* BRIEF 1: In the lung cancer article below, what share of all lung cancer cases does lung squamous cell carcinoma account for?
* BRIEF 2: Extend the lung cancer article below by writing what comes after its final sentence.

Australian scientists have discovered what they believe to be the ‘cell of origin’ that gives rise to a deadly form of lung cancer that affects both smokers and non-smokers alike, according to new research.
Researchers from the Walter and Eliza Hall Institute in Melbourne, led by PhD student Clare Weeden and Dr Marie-Liesse Asselin-Labat, have revealed how basal stem cells in the lungs can lead to the formation of lung squamous cell carcinomas. The study was published in the scientific journal PLOS Biology.
Lung squamous cell carcinoma is the second-most common subtype of lung cancer and accounts for around 30 per cent of all lung cancer cases.
“We think that these are the cells that the first genetic mutations occur in that lead to lung squamous cell carcinoma forming,” Ms Weeden told The New Daily.
Using donated lung tissue samples from the Victorian Cancer Biobank, the team investigated basal stem cells in the lung airways and found that when exposed to harmful chemicals such as cigarette smoke, they would repair damage to surrounding lung tissue.
However, these stem cells were also found to have a faulty, or “error-prone”, DNA repair process that made them more susceptible to the accumulation of genetic mutations that can ultimately lead to cancer formation.
“These cells have to first fix their own DNA, and the way they fix their own DNA so they can survive is through this really quick process that just happens to be more error-prone,” Ms Weeden said.
Ms Weeden made the discovery when she noticed that basal stem cells from a heavy smoker were growing much faster than those from a non-smoker.
“The reason why these basal stem cells from smokers were so active was because they were able to repair any DNA damage from the cigarette smoke so quickly but in this error-prone way,” she said.
Genetic analysis confirmed a correlation between basal stem cells’ genetic signatures and cancerous cells, which gives strength to the idea that they are, as dubbed by the researchers, the ‘cell of origin’.

* Records taken from a dataset:
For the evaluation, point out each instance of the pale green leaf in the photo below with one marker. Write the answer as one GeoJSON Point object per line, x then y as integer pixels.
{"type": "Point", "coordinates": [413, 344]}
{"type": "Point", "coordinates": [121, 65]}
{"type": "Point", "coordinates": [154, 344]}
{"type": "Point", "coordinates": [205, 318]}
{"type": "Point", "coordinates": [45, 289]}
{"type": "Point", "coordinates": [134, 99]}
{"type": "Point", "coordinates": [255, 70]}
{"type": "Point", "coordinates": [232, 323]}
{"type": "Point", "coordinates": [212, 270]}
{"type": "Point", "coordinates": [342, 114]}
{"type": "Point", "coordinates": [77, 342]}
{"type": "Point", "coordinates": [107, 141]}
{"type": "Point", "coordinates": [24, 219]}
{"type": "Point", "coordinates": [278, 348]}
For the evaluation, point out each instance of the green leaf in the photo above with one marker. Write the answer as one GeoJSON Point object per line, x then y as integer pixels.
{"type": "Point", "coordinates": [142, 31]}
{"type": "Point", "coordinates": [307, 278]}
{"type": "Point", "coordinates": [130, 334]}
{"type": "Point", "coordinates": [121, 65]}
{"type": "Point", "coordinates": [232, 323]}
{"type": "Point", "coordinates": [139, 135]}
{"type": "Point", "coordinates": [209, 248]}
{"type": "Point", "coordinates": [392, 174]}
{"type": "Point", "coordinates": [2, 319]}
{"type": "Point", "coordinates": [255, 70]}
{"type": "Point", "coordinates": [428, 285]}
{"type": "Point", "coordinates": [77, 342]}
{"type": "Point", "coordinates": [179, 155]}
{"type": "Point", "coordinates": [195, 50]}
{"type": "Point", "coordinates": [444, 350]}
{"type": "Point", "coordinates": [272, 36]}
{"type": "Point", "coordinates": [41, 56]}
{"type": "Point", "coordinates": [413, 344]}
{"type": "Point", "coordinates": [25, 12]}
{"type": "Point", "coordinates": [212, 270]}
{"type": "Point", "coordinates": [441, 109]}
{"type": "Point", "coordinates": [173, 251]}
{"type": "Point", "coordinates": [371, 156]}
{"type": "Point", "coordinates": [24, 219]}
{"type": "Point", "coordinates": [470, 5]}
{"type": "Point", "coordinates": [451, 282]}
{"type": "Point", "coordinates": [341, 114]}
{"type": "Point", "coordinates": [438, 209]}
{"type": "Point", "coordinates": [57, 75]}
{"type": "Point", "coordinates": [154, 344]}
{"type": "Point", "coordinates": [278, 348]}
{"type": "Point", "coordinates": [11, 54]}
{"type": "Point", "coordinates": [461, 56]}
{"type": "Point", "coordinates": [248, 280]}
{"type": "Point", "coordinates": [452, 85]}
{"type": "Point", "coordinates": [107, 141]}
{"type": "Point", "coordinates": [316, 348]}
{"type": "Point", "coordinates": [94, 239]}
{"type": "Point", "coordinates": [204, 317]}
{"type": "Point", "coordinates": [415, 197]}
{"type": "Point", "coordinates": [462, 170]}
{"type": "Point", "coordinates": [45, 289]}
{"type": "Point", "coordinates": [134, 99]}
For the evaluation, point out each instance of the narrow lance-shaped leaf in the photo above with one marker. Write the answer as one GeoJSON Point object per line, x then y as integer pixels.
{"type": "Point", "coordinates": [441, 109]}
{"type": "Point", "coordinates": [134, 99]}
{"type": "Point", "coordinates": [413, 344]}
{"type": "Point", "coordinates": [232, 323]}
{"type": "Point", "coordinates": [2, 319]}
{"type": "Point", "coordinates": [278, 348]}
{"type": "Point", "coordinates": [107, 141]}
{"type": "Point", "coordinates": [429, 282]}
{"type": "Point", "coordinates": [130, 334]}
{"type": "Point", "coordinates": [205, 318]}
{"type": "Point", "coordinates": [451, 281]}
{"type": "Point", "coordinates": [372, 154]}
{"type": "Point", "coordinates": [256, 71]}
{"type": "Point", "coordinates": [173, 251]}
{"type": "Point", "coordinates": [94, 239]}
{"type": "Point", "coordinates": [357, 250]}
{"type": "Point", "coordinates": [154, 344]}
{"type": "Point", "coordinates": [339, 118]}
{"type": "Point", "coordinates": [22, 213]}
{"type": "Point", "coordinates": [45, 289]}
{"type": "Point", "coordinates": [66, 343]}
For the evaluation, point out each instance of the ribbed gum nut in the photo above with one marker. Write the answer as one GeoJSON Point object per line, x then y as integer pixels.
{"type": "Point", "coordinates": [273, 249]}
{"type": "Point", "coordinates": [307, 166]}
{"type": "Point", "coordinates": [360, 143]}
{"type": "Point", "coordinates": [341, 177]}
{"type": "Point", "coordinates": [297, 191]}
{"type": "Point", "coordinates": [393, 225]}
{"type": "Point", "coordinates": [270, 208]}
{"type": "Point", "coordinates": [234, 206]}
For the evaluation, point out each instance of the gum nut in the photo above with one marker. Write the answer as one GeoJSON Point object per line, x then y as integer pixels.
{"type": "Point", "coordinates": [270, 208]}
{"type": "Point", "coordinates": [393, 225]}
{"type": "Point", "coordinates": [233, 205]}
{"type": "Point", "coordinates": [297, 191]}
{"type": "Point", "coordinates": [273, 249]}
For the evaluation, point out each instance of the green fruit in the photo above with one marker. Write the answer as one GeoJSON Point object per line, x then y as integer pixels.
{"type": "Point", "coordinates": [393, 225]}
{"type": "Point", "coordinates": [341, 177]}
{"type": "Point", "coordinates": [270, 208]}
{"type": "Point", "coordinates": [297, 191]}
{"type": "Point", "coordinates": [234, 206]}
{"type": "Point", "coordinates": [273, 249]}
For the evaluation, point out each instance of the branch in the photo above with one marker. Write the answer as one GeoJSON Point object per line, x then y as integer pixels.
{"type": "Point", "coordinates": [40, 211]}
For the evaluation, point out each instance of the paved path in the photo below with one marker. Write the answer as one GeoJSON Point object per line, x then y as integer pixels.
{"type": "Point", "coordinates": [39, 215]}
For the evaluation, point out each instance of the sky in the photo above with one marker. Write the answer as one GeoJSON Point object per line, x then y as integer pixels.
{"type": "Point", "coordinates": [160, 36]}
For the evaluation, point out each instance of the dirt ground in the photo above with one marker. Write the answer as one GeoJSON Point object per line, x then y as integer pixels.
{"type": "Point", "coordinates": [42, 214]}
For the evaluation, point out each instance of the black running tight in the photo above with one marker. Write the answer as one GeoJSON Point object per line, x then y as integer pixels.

* ANSWER SECTION 1: Around 30 percent of all lung cancer cases.

* ANSWER SECTION 2:
One of the reasons why lung cancer is so deadly is that by the time the cancer is discovered, often due to the way it mimics other lung diseases, it is already in an advanced stage and often inoperable.
Professor Sanchia Aranda, CEO of Cancer Council Australia, said the research was exciting because it could lead to the development of more accurate diagnostic tools.
“Early diagnosis is the ‘holy grail’ in lung cancer,” Prof Aranda told The New Daily.
Lung cancer causes more deaths than breast, prostate and ovarian cancers combined but lung cancer research receives around five per cent of cancer research funding in Australia, which Prof Aranda says is linked to a lack of survivor advocacy.
“Survival from lung cancer sits at less than 20 per cent, so survivors tend to feel guilty or stigmatised by their diseases, particularly if they were smokers,” she said.
“So the advocacy’s not been there and that hasn’t encouraged a generation of researchers to move into lung cancer [research].”
A third of cancers in Australia, which is around 37,000 cases per year, are preventable and about 15,000 of these are related to tobacco smoke.
However, about 15 per cent of lung cancers occur in people who have never smoked cigarettes before but are still a victim of that stigma.
“I think everyone regardless of their lifestyle choices deserves research and the best possible treatment for their disease, especially one that is so prevalent in Australia,” Ms Weeden said.
Both Ms Weeden and Prof Aranda think attitudes toward lung cancer are changing, but stressed the importance of maintaining anti-smoking health campaigns.
“The most important thing that you can do for prevention is to not smoke,” Aranda said.